START SUPPLIED MATERIAL
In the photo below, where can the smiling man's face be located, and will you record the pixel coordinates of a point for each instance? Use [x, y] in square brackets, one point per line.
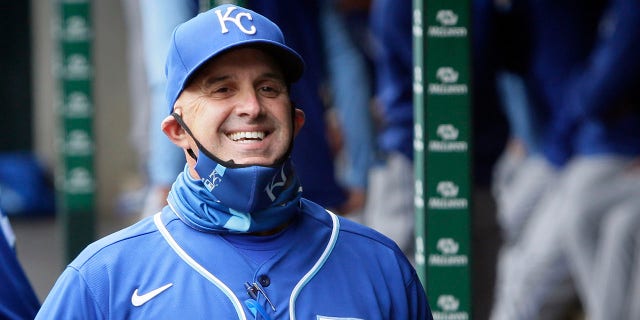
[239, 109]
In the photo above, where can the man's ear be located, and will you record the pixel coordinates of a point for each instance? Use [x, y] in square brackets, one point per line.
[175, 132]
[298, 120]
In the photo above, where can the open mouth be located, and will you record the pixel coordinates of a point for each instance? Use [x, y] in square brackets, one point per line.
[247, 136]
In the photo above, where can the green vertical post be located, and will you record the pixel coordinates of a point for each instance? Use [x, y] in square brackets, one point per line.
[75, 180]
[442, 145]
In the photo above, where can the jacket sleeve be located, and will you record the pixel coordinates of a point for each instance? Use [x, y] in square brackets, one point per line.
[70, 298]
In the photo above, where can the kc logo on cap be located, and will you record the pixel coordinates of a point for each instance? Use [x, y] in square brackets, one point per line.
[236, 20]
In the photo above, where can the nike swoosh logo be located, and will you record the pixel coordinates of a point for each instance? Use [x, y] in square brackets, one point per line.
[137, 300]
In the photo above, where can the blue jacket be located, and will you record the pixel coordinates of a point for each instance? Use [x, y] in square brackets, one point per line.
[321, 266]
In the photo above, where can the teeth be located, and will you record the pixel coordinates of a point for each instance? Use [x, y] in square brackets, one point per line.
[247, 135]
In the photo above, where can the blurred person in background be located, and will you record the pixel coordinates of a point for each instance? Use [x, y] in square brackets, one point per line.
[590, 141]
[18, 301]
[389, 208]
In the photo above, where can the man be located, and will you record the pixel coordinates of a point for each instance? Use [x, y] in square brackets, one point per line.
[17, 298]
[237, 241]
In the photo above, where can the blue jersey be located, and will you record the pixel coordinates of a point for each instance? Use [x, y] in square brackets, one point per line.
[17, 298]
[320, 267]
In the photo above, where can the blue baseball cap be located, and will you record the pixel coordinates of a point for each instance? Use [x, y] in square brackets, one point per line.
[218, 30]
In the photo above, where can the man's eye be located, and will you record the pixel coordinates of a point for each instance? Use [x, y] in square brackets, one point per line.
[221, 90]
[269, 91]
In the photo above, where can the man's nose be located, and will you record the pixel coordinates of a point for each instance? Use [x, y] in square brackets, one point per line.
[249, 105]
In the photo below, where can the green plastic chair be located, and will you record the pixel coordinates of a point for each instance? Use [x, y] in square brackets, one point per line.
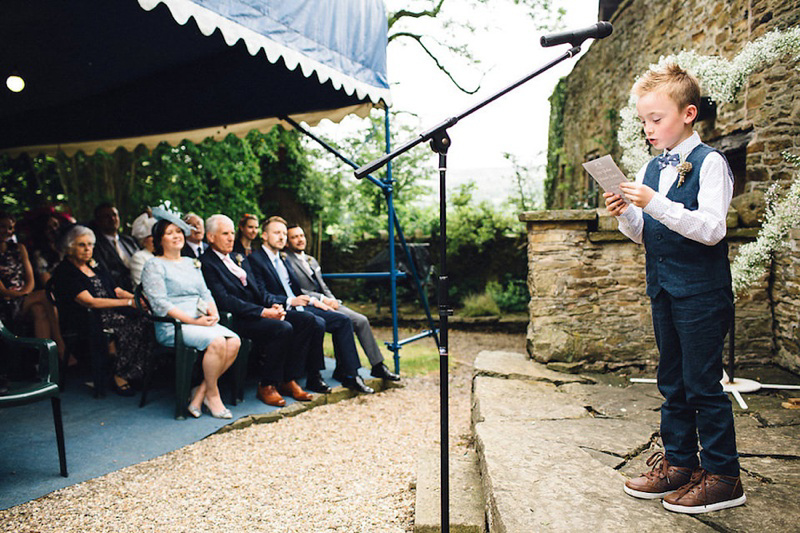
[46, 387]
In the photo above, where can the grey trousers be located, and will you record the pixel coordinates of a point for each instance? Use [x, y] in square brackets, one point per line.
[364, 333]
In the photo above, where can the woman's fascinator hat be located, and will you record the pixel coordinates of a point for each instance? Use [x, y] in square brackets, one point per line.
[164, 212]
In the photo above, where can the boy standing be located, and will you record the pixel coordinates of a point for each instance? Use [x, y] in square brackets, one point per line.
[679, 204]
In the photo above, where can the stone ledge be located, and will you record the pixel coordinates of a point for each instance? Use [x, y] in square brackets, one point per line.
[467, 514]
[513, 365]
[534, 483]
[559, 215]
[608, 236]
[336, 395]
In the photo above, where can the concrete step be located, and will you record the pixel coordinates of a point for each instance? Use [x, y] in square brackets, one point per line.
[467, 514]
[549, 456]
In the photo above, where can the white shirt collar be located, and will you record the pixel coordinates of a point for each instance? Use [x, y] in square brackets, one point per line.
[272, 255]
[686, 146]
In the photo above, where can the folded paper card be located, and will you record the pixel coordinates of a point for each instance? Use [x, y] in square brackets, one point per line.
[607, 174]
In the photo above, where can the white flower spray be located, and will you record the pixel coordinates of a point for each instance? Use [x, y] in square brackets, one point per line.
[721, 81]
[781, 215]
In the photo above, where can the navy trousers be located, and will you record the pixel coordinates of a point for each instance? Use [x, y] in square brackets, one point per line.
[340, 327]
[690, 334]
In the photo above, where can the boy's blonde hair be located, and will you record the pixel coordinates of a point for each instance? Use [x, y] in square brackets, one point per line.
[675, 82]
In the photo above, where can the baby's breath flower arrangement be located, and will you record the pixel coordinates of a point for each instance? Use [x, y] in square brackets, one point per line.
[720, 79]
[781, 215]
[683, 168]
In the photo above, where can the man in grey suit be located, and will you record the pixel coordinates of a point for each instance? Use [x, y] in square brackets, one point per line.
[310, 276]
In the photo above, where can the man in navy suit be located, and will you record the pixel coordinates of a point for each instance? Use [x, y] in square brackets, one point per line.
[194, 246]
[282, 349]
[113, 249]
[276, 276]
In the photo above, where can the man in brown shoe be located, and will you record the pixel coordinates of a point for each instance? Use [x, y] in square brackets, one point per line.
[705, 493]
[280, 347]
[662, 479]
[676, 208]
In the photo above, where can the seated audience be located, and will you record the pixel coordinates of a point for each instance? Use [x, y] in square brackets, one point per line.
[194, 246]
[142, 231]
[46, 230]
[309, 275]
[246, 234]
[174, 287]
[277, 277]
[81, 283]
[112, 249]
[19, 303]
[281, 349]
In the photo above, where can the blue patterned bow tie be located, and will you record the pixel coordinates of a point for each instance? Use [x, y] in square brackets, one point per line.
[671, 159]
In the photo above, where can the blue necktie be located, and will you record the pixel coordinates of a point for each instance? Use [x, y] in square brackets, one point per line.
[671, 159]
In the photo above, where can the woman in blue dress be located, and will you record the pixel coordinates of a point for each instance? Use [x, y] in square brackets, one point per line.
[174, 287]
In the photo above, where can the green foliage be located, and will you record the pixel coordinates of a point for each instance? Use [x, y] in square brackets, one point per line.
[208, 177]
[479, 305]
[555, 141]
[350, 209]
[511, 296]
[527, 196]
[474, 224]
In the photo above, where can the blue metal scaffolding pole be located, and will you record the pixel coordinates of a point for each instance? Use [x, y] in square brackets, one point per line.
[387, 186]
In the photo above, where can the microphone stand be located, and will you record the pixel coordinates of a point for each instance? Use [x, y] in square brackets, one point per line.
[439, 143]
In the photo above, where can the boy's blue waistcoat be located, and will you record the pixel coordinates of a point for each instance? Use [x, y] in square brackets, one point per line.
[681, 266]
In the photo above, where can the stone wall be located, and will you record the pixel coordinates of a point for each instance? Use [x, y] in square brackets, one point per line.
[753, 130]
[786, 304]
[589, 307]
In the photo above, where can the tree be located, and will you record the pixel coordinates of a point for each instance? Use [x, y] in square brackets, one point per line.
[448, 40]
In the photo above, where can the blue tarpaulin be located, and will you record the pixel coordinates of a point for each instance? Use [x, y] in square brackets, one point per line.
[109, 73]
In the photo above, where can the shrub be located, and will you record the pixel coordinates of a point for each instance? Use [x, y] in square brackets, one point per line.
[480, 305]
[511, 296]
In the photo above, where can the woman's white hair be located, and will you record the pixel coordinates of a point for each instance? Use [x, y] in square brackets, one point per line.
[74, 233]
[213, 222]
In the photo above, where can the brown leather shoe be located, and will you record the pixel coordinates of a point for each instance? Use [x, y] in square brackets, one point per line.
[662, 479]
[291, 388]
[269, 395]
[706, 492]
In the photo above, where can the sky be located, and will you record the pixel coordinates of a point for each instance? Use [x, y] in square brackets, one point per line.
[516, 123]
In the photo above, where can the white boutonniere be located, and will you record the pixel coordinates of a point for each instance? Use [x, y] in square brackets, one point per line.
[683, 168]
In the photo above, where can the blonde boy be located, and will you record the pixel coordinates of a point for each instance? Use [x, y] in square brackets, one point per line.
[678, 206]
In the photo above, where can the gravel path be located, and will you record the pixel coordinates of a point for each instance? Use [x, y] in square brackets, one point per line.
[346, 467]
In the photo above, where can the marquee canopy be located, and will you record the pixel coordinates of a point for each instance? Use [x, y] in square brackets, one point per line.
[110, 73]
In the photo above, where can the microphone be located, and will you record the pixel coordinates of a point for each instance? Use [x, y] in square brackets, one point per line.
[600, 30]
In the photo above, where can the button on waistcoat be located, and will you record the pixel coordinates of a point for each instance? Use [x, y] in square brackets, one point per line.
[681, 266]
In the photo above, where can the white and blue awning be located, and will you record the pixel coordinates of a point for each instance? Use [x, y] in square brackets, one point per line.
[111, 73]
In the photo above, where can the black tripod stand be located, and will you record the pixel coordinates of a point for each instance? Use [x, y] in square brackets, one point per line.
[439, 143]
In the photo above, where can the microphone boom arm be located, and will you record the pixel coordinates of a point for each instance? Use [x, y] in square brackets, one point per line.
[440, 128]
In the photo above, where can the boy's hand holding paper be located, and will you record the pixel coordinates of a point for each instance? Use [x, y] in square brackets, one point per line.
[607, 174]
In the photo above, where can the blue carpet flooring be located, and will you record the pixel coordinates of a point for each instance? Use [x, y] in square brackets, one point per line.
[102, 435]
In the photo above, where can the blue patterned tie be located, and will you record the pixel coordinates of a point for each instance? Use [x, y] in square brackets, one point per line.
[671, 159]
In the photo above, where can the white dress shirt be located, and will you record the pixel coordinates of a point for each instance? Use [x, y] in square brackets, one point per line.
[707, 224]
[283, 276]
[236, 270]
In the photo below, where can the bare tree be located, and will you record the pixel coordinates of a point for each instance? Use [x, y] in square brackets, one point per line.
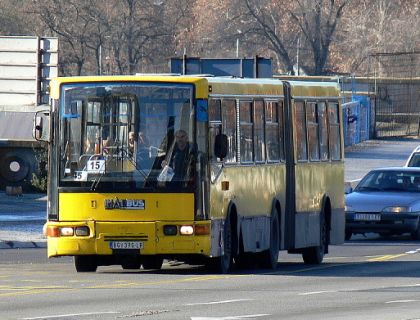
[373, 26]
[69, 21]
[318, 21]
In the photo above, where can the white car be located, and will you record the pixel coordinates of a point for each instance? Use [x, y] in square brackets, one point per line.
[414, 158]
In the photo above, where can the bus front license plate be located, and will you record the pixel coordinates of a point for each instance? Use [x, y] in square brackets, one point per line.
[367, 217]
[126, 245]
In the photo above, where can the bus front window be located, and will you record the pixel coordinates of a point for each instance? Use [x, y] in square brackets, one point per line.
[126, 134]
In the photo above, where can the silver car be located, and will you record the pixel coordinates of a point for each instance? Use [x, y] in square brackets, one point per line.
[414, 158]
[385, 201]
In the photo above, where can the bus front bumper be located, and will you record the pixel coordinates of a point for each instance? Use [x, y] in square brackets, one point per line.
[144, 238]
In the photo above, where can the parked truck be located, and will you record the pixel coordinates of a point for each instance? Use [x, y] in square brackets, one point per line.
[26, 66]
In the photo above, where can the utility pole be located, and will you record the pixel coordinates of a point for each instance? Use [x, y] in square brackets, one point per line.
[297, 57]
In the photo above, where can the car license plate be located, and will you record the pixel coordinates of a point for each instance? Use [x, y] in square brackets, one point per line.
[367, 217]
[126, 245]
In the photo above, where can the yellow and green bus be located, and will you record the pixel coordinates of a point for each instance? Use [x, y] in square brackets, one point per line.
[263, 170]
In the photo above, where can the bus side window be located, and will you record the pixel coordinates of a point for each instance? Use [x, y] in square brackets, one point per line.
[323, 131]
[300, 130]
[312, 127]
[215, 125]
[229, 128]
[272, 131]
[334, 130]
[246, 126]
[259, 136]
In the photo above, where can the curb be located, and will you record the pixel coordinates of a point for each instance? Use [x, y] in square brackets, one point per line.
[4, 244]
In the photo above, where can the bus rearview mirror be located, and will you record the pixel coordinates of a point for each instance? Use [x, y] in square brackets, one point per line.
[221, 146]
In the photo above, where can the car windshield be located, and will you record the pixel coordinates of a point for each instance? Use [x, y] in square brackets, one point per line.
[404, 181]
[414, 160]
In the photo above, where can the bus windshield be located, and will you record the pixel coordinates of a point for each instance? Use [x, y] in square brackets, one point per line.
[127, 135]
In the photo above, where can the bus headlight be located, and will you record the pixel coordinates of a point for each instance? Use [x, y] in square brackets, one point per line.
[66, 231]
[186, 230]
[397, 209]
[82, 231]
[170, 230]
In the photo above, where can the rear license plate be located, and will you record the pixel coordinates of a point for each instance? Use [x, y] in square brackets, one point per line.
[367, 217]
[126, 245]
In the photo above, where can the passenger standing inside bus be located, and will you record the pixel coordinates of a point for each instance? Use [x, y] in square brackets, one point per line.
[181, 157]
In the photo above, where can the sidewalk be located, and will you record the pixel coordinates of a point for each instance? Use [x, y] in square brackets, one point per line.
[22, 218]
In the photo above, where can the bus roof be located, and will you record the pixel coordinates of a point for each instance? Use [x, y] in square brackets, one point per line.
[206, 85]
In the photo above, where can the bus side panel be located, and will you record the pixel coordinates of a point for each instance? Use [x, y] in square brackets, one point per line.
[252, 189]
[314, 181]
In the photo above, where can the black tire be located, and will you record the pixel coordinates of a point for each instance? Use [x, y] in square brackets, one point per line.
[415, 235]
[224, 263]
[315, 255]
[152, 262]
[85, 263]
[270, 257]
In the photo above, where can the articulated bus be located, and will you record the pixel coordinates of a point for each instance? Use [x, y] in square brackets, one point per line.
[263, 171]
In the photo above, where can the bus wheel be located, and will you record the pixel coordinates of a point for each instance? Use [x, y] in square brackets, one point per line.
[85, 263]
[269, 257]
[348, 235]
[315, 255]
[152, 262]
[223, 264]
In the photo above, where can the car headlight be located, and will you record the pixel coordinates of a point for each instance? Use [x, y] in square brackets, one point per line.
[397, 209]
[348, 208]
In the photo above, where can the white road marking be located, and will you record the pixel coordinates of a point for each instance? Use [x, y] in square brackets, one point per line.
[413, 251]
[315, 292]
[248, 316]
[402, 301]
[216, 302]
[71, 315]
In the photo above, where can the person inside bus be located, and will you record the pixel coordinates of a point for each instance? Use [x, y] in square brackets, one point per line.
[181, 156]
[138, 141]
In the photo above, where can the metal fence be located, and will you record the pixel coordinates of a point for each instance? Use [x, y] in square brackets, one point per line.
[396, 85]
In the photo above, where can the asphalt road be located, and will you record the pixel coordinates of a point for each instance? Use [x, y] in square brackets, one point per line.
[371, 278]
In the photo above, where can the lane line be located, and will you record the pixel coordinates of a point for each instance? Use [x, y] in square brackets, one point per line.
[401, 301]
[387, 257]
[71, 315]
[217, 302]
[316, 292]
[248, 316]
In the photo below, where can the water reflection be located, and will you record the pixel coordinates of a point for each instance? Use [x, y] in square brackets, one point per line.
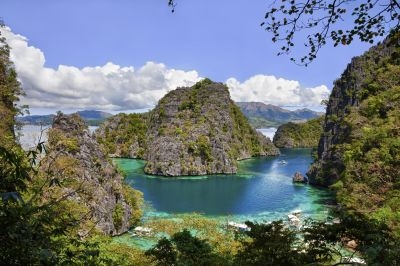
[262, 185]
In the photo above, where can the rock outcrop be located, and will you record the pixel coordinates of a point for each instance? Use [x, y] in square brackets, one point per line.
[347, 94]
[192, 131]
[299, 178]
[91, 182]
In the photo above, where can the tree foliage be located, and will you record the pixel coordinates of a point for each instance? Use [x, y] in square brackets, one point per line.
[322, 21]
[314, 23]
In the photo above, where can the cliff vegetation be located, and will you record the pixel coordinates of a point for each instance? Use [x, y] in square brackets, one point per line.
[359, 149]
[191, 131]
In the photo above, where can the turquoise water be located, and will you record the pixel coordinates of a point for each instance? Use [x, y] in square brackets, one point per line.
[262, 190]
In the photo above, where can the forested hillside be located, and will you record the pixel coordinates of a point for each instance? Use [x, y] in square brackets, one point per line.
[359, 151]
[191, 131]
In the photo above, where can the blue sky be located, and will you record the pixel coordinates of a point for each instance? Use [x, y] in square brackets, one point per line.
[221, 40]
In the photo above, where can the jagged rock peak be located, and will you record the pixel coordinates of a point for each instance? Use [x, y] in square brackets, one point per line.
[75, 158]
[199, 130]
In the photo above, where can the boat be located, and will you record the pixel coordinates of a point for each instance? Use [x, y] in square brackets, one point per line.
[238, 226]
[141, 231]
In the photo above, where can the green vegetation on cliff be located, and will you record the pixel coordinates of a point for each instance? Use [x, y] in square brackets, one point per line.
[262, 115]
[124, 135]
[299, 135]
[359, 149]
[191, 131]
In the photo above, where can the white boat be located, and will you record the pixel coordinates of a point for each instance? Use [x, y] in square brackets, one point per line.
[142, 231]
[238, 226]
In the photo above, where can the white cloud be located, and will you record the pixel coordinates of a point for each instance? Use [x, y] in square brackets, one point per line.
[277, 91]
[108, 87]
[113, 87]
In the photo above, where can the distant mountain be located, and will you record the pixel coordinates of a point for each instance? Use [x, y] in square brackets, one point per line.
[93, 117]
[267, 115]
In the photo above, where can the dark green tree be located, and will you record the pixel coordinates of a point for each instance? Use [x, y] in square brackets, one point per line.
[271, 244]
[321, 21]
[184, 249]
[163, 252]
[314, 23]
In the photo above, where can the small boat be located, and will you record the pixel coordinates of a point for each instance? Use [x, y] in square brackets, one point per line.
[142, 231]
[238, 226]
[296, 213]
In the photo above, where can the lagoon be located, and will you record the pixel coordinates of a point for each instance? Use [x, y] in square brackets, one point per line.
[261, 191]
END SUPPLIED MATERIAL
AIM OF THE TASK
Go to the line containing "In the photo above, where can the small" in the listing. Print it and every line through the last one, exactly and with nothing more.

TASK SOLUTION
In the photo above, where can the small boat be located, and will you record the pixel coordinates of a point for each instance? Use [x, y] in square brackets, one point per line.
[142, 231]
[238, 226]
[296, 213]
In the photo above, where can the lagoon be located, and will you record the pixel coordinates of a point for each instance? Use [x, y] in square brackets, one point per line.
[261, 191]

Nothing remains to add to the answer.